▶ Work item
Could you show all lines in the entries below that contain the string "xmlns"?

━━━━

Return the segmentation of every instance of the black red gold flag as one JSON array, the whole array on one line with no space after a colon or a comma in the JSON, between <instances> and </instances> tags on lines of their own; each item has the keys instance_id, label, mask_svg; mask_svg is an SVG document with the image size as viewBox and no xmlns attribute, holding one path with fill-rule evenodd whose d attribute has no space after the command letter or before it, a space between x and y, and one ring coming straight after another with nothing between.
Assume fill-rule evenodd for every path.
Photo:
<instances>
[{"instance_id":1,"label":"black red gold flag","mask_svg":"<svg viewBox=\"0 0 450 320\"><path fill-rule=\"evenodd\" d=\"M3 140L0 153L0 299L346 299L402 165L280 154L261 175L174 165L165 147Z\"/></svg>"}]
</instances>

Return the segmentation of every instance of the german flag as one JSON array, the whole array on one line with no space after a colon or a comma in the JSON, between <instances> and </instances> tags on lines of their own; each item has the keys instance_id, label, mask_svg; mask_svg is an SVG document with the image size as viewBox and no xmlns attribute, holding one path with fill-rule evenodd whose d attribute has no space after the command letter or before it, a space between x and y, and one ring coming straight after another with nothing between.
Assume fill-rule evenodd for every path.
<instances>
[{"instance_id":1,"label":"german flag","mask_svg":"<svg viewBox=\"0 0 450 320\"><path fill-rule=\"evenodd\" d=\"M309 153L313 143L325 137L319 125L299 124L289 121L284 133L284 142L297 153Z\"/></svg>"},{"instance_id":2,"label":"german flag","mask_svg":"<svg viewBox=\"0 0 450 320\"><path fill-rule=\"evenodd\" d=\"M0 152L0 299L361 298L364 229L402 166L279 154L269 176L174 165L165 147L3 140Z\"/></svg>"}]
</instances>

━━━━

▶ Final answer
Return the segmentation of every instance of the black red gold flag as one JSON array, the whole array on one line with no space after a colon or a comma in the JSON, between <instances> and </instances> tags on lines of their own; each item has the keys instance_id, label, mask_svg; mask_svg is an SVG document with the image size as viewBox and no xmlns attribute, holding one path with fill-rule evenodd whose d attribute has no space after the command letter or before it, a space between x and y, and one ring coming straight after another with nothing between.
Return the segmentation of every instance of the german flag as one JSON array, the whole array on one line with no space after a colon or a comma in the JSON, between <instances> and </instances> tags on lines of their own; each item has the keys instance_id, label, mask_svg; mask_svg is an SVG document with the image size as viewBox and no xmlns attribute, holding one path with fill-rule evenodd whose d attribute has no space after the command letter or before it, a space between x and y, and one ring coming straight after another with nothing between.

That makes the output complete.